Problem to solve:
How many lines of the data contain "foot"? Reply with the number alone.

Supplied entries:
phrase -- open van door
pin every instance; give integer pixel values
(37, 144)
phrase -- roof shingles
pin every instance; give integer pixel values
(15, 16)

* * *

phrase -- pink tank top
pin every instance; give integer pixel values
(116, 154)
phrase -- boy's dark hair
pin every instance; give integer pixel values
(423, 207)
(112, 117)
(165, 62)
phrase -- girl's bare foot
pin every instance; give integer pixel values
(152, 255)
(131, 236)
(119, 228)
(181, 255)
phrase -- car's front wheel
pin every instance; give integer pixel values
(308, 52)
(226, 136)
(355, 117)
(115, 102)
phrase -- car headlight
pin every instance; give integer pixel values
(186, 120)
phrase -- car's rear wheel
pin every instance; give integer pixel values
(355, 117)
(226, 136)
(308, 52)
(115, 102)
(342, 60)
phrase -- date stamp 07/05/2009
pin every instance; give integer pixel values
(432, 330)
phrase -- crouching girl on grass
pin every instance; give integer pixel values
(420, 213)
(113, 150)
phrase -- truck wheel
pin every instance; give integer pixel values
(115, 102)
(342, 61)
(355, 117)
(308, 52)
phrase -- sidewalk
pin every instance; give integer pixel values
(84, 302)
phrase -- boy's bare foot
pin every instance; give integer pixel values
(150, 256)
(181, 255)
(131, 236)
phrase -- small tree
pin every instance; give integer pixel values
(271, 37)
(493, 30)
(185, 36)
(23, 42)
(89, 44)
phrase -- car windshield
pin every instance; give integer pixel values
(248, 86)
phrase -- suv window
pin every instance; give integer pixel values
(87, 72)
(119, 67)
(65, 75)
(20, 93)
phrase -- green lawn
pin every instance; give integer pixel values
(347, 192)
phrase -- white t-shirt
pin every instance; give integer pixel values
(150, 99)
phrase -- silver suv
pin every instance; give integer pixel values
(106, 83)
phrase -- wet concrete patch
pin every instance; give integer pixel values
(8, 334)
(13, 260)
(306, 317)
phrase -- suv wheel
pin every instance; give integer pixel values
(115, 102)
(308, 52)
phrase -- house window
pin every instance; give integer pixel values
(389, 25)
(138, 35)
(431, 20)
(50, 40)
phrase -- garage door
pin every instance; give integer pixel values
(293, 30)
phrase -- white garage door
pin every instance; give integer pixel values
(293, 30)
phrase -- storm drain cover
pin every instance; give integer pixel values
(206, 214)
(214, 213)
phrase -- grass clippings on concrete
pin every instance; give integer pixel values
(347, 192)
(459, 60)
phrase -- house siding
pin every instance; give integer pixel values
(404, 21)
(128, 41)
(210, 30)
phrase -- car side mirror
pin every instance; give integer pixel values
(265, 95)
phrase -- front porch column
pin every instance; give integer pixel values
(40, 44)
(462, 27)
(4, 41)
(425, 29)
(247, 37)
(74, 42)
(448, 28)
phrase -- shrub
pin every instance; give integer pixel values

Answer box:
2